> [WRITTEN TASK]: Please reproduce the passage on open records fees word for word, beginning with the words "Does all this" and stopping after "warms my soul.".

> [PASSAGE SHOWN]:
## START
Furthermore, in the case of geographic data, most, if not all, of the light blue states have many jurisdictions that are violating their open records laws with GIS and assessor’s data. To give one of probably hundreds of examples, in the case of Illinois, which had the Supreme Court Decision, Boone County, a small county of a little over 50,000 people, still charges perhaps $20,000 for their dataset ($0.25-0.50 per parcel for geographic data and $0.10 per parcel for assessor’s data). It is not unheard of for some jurisdictions to charge over a million dollars for their dataset, whether or not it is legal. This is all for 1-2 files that are sitting on someone’s computer and can readily be sent in under a few minutes online for free.

Does all this sound bizarre? What I am talking about is often a rule, with few exceptions. If you want to see a great depiction of what I and others experience, watch this amazing verbatim reenactment of a deposition of a case with the Ohio Supreme Court, done by the New York Times. I have watched it maybe a dozen times, and it warms my soul.
## END
> [DATA]:
## START
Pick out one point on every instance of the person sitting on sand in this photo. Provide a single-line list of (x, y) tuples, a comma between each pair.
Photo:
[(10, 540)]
## END
> [WRITTEN SOLUTION]:
Does all this sound bizarre? What I am talking about is often a rule, with few exceptions. If you want to see a great depiction of what I and others experience, watch this amazing verbatim reenactment of a deposition of a case with the Ohio Supreme Court, done by the New York Times. I have watched it maybe a dozen times, and it warms my soul.